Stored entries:
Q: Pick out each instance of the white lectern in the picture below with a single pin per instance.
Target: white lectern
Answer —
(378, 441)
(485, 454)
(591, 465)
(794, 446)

_To be done:_ Render the lines above as a Markdown table with the columns "Row" and "Line". Number every row and skip blank lines.

_Output for this task:_
| Row | Line |
|---|---|
| 1 | Q: Pick out each instance of the white lectern in the picture below with a single pin per instance. |
| 2 | Target: white lectern |
| 3 | Answer — |
| 4 | (378, 441) |
| 5 | (485, 454) |
| 6 | (591, 465) |
| 7 | (794, 446) |